#### Exercise task
Copy out the entries from the line containing "Somewhere in the screenshot above is the leafy" down to the end, swapping "boulder" for "rock" and keeping everything else the same.

---+---

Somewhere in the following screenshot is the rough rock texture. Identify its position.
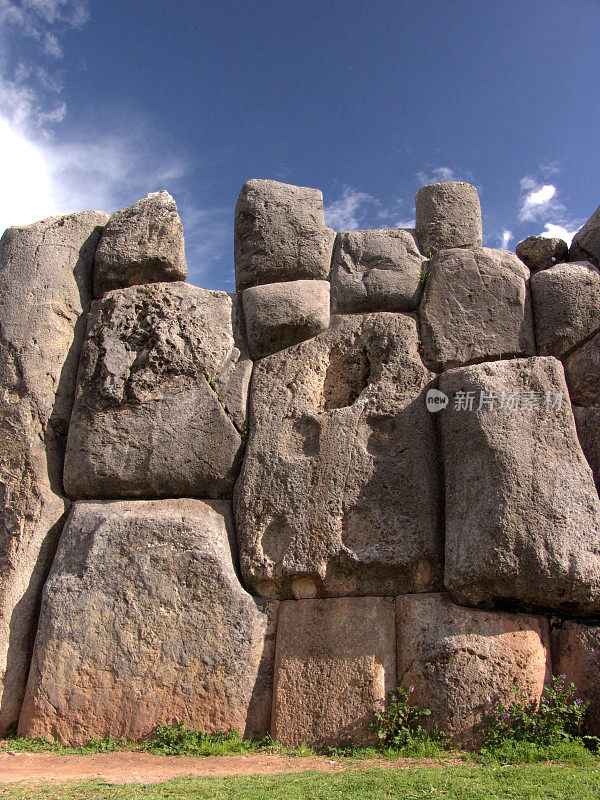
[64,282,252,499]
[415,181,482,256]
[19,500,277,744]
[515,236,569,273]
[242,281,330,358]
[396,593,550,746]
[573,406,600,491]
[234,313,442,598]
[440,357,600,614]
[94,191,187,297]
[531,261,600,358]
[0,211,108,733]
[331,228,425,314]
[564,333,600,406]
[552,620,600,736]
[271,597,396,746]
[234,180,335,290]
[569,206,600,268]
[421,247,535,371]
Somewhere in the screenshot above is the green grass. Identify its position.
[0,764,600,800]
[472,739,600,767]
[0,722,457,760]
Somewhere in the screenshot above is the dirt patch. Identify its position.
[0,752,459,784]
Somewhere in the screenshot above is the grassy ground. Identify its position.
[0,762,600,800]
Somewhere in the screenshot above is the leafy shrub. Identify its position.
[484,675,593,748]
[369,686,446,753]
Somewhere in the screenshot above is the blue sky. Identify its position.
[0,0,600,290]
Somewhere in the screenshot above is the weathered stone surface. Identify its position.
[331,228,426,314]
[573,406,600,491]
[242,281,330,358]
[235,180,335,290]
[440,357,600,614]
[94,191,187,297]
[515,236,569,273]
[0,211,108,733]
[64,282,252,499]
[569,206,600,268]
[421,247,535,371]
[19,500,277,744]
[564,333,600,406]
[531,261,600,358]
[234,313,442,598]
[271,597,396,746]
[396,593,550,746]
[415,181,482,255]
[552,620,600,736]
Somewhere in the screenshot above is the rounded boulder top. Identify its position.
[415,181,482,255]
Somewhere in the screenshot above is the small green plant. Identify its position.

---+---

#### Answer below
Somewhere in the screenshot above is the leafy shrub. Identify its position.
[484,675,593,748]
[369,686,446,753]
Somewhere in the screenshot above is the blue sky. Identify its position.
[0,0,600,290]
Somewhere in the screenshot above is the weathered stone surface. Identify its position.
[331,228,426,314]
[573,406,600,491]
[242,281,330,358]
[235,180,335,290]
[440,357,600,614]
[94,191,187,297]
[515,236,569,273]
[0,211,108,733]
[64,282,252,499]
[569,206,600,268]
[421,247,535,371]
[19,500,277,744]
[564,333,600,406]
[531,261,600,358]
[234,313,442,598]
[271,597,396,746]
[396,593,550,746]
[415,181,482,255]
[552,620,600,736]
Somewhere in the screenshot above is the rounded rock top. Identify its position.
[415,181,482,255]
Somewhere in the screenshot above is the small green plant. Identify its position.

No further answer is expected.